Records from a point-labeling set
________________________________________

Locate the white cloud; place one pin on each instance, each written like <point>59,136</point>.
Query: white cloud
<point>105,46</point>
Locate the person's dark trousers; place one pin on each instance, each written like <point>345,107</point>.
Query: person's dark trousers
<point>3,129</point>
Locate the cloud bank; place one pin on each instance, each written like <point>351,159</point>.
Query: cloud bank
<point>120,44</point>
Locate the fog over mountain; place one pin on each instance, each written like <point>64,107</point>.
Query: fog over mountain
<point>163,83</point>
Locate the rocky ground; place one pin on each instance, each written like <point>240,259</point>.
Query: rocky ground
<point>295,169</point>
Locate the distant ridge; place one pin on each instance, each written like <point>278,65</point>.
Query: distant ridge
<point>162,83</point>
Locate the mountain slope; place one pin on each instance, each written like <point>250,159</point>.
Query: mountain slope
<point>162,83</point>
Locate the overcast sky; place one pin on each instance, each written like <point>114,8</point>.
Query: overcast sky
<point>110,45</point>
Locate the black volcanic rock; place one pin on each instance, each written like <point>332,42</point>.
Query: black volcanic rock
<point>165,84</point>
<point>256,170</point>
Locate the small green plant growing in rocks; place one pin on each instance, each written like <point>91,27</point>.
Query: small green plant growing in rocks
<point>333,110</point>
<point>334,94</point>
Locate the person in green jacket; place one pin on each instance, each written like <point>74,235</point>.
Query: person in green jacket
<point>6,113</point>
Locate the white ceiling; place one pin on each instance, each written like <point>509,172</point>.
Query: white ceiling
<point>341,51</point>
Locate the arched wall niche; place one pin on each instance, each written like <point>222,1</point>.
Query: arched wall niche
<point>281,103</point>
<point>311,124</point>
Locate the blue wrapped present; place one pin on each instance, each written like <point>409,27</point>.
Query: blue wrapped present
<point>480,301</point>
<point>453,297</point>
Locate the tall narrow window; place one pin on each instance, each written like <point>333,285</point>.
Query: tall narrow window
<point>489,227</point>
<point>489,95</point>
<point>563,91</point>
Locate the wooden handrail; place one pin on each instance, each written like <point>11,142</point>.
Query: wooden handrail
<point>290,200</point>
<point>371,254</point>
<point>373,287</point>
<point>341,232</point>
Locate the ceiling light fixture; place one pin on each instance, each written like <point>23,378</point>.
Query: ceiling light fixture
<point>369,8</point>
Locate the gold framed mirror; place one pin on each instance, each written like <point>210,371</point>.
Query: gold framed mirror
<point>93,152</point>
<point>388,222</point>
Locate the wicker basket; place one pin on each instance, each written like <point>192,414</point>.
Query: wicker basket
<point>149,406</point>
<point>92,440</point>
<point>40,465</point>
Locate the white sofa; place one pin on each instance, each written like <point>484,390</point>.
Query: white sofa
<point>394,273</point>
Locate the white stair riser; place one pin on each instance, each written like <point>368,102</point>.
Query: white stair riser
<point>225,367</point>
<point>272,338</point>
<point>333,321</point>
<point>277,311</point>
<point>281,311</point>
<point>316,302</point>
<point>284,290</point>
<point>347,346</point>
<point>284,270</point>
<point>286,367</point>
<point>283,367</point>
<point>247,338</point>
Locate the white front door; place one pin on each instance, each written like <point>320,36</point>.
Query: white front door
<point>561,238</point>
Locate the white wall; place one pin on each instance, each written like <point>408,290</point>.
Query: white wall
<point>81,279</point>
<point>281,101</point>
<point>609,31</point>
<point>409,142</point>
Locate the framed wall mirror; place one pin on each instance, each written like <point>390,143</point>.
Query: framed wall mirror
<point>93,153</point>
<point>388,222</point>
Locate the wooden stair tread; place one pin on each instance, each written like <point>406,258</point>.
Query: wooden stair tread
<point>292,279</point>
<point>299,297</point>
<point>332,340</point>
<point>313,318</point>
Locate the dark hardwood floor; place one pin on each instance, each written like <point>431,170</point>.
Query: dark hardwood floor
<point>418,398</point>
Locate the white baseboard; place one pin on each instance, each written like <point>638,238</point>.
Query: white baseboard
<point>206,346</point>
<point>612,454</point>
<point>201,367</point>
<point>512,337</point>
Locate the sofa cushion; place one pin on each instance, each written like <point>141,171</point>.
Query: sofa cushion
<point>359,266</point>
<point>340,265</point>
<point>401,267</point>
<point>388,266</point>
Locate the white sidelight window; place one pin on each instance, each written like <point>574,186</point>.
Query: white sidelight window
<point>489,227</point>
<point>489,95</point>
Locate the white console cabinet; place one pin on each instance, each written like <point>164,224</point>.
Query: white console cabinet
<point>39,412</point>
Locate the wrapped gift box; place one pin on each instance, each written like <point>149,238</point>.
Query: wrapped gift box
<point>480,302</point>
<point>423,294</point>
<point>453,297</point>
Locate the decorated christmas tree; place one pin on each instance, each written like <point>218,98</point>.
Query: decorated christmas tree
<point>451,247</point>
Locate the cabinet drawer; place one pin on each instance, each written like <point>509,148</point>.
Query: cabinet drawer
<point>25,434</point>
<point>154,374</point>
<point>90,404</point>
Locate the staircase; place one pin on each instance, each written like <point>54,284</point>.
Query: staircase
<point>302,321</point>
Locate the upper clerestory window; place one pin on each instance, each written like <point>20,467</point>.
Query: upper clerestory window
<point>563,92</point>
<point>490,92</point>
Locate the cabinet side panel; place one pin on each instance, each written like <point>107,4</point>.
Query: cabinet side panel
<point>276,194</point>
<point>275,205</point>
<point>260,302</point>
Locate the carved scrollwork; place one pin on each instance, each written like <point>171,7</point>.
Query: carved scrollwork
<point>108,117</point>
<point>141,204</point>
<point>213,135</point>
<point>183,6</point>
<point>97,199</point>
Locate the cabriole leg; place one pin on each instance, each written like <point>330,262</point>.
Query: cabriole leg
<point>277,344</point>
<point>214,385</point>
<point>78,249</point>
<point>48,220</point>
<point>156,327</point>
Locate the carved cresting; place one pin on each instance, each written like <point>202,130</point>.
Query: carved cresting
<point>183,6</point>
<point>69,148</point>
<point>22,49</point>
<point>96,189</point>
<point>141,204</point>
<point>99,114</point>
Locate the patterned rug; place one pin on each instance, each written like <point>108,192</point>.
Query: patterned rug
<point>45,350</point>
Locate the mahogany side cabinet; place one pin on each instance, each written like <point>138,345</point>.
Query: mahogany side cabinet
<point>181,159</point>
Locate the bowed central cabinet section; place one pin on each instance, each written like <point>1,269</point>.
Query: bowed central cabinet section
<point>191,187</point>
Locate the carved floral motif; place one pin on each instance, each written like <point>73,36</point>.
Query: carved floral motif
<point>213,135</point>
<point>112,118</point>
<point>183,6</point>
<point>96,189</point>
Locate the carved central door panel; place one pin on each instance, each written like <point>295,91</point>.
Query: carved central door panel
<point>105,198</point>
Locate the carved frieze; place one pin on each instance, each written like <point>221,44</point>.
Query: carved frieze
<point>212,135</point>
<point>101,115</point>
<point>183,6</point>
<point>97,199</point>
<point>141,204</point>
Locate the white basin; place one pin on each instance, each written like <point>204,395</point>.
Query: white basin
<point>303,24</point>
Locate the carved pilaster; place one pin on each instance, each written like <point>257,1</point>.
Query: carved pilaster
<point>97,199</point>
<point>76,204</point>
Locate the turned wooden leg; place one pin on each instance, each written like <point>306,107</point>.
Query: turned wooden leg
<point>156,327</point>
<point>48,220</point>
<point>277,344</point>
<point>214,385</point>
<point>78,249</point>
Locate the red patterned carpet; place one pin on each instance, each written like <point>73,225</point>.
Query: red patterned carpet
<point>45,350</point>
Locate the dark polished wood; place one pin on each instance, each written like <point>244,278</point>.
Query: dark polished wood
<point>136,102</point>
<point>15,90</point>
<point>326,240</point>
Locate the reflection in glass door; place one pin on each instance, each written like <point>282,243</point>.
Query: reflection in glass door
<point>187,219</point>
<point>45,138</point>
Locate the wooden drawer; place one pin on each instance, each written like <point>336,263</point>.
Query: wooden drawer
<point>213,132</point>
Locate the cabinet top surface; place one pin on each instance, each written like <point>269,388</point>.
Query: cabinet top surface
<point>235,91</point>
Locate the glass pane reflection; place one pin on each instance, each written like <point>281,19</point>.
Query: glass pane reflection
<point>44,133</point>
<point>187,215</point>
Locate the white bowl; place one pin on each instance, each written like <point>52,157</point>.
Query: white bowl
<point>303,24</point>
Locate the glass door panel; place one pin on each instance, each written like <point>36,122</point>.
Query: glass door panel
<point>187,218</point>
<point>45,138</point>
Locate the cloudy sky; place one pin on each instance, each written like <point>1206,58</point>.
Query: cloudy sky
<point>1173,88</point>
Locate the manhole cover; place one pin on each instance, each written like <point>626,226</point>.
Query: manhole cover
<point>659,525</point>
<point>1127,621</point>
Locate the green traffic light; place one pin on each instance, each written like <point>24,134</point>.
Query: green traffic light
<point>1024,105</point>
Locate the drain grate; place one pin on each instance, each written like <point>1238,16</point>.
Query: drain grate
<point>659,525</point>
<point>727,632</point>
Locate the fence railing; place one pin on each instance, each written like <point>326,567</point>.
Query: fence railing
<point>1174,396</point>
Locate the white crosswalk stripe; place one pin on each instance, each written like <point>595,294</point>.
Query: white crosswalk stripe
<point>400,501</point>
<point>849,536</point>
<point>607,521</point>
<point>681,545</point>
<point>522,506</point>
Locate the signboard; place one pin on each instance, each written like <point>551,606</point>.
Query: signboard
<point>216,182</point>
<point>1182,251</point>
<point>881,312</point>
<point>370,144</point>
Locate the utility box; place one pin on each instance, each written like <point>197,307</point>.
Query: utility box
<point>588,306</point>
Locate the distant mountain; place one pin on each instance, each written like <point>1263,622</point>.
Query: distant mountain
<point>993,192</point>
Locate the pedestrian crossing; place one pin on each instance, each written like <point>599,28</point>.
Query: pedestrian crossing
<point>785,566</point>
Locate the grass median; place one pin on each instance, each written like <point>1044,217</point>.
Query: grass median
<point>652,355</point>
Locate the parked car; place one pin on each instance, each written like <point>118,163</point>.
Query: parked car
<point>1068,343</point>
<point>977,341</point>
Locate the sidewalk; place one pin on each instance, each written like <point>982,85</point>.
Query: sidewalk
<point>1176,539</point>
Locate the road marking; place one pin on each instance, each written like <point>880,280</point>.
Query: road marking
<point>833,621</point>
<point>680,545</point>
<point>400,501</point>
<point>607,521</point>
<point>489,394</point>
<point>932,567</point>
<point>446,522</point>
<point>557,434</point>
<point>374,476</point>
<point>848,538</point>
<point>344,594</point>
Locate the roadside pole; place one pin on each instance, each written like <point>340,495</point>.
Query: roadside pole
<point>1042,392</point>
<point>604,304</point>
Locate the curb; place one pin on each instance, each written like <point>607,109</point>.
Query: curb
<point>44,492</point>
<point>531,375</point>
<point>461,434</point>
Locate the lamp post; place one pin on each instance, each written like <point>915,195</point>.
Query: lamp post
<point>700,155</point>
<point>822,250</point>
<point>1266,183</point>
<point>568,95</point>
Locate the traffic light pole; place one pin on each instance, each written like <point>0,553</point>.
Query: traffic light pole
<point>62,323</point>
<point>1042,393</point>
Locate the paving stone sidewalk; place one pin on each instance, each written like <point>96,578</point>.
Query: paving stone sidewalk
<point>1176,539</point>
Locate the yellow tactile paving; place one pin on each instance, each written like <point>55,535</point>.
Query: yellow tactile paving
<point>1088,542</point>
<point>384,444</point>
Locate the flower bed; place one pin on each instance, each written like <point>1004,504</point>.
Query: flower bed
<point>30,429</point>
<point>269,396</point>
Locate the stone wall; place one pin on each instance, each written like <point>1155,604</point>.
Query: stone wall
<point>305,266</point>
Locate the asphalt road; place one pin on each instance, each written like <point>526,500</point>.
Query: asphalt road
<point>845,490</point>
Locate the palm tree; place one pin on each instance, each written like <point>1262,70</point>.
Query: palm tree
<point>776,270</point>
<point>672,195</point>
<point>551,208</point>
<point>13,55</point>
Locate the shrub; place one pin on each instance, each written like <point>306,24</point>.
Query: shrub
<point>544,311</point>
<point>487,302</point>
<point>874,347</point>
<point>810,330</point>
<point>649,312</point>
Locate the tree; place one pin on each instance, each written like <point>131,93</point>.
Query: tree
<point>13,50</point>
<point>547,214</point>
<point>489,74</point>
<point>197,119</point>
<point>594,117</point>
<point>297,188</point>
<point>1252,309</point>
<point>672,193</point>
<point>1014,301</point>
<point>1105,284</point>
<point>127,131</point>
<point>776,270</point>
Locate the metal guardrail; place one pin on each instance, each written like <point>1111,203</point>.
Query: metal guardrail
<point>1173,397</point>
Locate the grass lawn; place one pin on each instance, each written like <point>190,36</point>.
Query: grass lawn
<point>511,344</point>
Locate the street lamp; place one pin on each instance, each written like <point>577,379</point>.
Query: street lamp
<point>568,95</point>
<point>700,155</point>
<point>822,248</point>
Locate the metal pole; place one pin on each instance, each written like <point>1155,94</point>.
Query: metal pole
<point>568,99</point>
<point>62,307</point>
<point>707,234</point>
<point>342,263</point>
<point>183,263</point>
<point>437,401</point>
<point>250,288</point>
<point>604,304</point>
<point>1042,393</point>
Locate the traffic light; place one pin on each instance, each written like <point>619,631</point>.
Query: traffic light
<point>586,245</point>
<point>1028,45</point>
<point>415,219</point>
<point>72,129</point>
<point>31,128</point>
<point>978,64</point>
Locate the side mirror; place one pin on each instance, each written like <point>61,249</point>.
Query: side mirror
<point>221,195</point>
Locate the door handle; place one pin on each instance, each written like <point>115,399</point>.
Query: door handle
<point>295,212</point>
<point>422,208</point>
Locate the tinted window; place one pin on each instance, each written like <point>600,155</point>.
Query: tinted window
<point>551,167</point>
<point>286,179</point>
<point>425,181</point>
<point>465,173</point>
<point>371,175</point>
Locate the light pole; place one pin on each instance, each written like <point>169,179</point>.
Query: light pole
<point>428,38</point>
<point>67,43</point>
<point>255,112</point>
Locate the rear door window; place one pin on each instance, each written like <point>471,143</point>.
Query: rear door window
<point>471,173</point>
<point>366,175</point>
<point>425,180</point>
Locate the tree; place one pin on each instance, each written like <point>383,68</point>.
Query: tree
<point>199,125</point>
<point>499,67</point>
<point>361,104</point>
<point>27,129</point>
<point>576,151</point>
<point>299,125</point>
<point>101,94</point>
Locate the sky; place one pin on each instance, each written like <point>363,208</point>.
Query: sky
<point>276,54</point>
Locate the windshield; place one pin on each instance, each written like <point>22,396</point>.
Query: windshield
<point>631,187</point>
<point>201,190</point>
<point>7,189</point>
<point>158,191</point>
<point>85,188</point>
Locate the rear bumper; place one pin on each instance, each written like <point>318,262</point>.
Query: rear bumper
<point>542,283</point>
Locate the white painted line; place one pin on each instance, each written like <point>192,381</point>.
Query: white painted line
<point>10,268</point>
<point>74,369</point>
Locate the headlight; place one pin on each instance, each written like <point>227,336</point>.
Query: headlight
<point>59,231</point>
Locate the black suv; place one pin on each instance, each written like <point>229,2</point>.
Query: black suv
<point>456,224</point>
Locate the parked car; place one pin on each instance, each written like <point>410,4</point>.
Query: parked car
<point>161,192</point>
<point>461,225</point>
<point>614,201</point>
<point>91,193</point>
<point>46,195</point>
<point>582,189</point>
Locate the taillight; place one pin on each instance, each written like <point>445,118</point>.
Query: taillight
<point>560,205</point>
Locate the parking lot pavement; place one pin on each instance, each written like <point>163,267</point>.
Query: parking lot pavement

________________________________________

(What to work on): Copy out the records from their first line up to and including the line with "<point>105,46</point>", keeping every character the same.

(Task solution):
Locate the white cloud; place one pin on each instance, each written like <point>59,136</point>.
Query: white cloud
<point>105,46</point>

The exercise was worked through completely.